RECORDS:
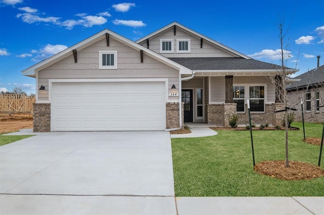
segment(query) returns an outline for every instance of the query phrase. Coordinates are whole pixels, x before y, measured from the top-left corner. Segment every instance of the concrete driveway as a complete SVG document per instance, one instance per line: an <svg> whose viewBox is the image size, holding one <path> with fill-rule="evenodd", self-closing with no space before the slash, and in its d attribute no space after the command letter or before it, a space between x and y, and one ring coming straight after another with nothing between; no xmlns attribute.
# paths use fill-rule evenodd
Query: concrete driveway
<svg viewBox="0 0 324 215"><path fill-rule="evenodd" d="M170 196L174 204L170 134L43 133L0 147L0 182L2 205L39 195Z"/></svg>

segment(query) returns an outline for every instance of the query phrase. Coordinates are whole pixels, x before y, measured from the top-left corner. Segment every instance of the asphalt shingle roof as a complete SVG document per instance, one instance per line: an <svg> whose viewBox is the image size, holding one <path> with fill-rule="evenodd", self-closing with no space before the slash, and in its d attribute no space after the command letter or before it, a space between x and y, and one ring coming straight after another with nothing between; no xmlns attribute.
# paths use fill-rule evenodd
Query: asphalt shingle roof
<svg viewBox="0 0 324 215"><path fill-rule="evenodd" d="M292 83L286 87L287 90L297 89L298 88L316 85L324 83L324 65L318 68L310 70L307 72L296 76L293 79L301 79L300 81Z"/></svg>
<svg viewBox="0 0 324 215"><path fill-rule="evenodd" d="M273 70L280 67L254 59L241 58L169 58L192 70ZM290 69L290 68L287 68Z"/></svg>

PROBLEM STATEMENT:
Can you give the lines from the one with "of the asphalt" up to and including the one with "Query: asphalt shingle roof" again, replacing "shingle" with "metal" and leaving everything else unchanged?

CORRECT ANSWER:
segment(query) returns an outline for every instance of the query phrase. Coordinates are whole pixels, x before y, measured from the top-left corner. Segment every instance of the asphalt metal roof as a complete SVG document per instance, one instance per line: an <svg> whose viewBox is the image size, holding one <path> with fill-rule="evenodd", self-closing with no space before the slash, and in its d attribute no space after the command letter or before it, a space between x and y, and one ring coming straight after another with nothing between; no xmlns attribute.
# paths use fill-rule evenodd
Query: asphalt metal roof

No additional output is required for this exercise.